§ **INSTRUCTIONS TO FOLLOW**: Your answer should be the line containing "Target: white triangular lantern" and each line after it through the end of the data below, repeated exactly.

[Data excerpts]
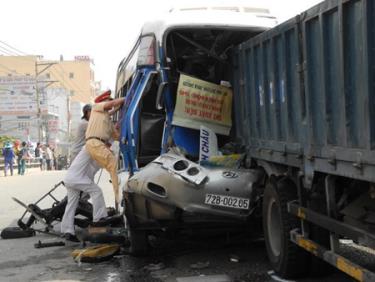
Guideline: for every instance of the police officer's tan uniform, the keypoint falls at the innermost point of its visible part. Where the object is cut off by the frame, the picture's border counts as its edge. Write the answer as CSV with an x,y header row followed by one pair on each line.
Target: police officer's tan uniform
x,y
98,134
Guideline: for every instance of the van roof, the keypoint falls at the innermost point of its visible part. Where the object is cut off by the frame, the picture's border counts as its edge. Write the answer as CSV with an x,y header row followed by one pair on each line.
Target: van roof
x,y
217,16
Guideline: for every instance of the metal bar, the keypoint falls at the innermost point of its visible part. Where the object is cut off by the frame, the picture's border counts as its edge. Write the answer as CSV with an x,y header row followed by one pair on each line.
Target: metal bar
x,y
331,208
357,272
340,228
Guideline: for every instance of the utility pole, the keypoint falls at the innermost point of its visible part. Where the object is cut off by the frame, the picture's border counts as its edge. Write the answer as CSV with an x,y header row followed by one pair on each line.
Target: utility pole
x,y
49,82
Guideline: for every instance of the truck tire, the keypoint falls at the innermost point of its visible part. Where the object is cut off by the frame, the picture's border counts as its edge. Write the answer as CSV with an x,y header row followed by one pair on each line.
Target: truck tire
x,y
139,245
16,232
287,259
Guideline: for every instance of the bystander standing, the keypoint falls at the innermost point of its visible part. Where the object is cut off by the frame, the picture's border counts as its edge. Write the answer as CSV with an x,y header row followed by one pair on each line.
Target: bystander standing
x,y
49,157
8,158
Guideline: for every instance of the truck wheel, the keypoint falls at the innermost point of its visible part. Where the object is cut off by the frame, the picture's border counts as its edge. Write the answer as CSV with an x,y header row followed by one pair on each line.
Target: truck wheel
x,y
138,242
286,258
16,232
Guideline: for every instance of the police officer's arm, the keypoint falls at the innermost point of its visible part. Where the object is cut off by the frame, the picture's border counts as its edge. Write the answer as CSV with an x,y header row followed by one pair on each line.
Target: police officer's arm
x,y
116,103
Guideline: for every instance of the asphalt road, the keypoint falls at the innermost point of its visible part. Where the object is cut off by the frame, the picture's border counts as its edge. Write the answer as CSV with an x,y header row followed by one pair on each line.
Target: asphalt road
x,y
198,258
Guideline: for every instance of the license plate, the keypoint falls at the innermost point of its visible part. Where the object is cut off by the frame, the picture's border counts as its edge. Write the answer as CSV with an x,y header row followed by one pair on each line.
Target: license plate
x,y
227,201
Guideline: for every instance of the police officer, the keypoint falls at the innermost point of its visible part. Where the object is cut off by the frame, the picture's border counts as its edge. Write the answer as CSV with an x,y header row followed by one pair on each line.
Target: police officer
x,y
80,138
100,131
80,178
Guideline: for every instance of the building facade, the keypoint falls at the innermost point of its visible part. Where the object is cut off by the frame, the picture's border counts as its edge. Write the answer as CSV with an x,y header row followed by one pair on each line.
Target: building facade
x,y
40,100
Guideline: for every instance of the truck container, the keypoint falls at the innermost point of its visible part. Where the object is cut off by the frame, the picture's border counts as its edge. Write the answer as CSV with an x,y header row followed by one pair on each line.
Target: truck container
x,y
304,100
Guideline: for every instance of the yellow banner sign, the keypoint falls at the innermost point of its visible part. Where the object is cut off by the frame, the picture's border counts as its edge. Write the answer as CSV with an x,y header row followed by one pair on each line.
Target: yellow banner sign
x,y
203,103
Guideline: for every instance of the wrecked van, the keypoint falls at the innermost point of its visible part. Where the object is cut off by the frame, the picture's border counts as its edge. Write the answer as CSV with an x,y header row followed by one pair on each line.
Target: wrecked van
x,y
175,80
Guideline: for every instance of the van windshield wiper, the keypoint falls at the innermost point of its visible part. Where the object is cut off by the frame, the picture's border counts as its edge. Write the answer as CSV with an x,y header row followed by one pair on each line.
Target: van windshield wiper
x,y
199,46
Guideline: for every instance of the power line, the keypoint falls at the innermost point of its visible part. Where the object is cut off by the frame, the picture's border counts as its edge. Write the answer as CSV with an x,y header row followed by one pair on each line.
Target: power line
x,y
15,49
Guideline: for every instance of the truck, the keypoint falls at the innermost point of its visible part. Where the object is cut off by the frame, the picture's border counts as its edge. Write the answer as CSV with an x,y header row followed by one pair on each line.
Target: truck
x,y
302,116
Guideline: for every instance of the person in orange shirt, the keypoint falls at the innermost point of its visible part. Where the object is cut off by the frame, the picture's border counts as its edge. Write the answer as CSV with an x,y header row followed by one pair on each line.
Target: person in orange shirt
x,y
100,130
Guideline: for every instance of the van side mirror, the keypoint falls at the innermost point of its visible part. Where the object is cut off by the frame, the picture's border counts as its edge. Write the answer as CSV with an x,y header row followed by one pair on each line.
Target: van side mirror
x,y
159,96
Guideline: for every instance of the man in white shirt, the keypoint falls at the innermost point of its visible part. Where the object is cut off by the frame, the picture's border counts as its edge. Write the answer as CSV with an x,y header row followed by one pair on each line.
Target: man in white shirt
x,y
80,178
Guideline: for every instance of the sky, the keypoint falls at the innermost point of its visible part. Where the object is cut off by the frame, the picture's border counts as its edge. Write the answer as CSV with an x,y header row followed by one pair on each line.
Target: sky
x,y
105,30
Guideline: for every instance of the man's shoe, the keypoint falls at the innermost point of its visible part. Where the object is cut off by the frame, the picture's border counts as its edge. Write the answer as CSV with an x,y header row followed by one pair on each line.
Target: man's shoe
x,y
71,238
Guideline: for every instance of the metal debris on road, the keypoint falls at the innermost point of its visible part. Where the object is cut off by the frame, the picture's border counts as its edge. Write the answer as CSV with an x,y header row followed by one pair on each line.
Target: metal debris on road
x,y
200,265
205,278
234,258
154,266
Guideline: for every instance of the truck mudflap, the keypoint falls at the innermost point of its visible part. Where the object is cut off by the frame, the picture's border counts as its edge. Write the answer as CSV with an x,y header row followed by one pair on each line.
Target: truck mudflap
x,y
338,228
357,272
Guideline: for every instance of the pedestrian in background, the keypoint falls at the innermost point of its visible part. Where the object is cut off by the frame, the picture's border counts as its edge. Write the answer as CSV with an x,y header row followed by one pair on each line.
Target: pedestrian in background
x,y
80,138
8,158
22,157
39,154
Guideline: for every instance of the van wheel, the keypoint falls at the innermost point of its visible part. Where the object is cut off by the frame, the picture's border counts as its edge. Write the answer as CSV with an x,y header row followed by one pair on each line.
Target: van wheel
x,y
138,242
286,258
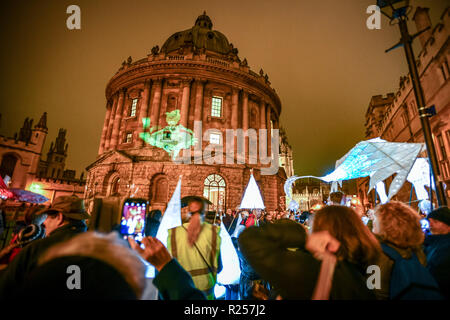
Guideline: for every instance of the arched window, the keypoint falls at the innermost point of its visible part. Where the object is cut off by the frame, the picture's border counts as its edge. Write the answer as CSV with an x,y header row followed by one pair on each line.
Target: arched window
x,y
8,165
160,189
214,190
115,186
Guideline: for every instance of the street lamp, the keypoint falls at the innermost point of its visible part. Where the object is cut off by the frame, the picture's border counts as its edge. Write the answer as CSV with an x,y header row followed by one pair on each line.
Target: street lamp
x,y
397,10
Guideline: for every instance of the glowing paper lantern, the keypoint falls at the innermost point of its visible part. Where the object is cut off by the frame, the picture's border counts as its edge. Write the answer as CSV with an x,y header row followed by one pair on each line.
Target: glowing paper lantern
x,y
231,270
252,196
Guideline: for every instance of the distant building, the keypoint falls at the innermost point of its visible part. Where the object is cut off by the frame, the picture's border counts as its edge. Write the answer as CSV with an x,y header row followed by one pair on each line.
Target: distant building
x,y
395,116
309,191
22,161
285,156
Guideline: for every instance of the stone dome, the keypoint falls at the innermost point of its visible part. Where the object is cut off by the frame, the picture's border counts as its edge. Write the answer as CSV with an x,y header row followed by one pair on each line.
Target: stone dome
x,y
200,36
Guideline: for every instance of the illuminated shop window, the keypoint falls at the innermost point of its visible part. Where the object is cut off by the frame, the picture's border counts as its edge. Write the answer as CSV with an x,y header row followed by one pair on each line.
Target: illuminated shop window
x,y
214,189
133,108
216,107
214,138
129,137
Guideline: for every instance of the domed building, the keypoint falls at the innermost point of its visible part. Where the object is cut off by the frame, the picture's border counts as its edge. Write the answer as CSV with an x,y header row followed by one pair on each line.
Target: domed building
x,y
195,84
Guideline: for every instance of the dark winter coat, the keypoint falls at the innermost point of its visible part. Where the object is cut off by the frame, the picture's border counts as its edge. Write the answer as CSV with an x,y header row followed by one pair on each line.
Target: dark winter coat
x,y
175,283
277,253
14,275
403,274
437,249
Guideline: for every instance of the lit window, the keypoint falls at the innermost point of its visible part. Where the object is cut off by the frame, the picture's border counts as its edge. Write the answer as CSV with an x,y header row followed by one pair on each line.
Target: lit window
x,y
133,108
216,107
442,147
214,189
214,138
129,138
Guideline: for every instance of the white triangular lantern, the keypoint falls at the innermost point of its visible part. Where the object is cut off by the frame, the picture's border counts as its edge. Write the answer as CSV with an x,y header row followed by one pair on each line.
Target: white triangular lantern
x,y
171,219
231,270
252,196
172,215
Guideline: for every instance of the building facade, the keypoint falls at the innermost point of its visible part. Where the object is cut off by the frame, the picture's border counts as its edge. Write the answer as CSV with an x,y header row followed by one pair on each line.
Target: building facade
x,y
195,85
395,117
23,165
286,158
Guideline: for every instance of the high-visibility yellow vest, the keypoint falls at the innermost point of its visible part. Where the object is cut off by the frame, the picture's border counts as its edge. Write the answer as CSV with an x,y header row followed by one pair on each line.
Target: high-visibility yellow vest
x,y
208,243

§ **ANSWER TO THIS PROBLEM**:
Target: white triangular lantern
x,y
171,219
231,270
252,196
172,215
Guideline: for every instance of the building facade, the keypoint falls at the innermost point of its visible part. Where the object is cut off by the frame, the picture's border counts as its edge. Write the answer as CSV with an x,y header row followed by one pair on each line.
Target: building facade
x,y
195,85
395,117
23,165
286,158
Guideline: for every instance of the high-visibility yellow vest, the keypoint falls at the innermost point of its visible part. Where the object is cut off by the frame, the picture's border counts as its edge. Write the answer as CSV with an x,y header row followed by one pair on each line.
Target: high-visibility yellow vest
x,y
208,243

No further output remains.